#### GOAL
Scale everything from the line containing "Indicate the green grass" down to the end of the records below. Write those lines out again with the requests included, multiply each coordinate in the answers by 1.35, and round to whole numbers, with halves going up.

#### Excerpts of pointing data
(begin)
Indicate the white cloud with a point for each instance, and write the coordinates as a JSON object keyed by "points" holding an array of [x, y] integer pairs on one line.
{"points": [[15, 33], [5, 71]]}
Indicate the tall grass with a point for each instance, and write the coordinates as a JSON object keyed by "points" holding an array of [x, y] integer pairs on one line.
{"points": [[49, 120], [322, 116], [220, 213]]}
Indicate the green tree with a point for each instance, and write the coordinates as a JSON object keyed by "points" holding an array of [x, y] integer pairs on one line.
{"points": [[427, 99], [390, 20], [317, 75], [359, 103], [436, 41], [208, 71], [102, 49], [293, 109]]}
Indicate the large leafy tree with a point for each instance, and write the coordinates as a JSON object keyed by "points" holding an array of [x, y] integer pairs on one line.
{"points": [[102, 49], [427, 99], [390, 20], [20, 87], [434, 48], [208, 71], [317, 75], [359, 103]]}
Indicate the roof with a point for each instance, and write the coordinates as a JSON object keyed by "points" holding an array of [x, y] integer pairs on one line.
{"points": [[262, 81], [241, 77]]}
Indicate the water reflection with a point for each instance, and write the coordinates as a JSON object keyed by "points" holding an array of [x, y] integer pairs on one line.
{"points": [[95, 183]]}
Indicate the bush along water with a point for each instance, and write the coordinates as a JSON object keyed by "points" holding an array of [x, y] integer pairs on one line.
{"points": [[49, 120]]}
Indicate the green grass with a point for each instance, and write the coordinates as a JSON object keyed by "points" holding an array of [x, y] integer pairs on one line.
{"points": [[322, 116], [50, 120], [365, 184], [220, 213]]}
(end)
#### TASK SOLUTION
Indicate the green grass with a point for each instance, and write the coordinates as a JSON object keyed by "points" holding an array of [x, y] integer pairs on one line.
{"points": [[435, 157], [68, 162], [493, 248], [297, 288]]}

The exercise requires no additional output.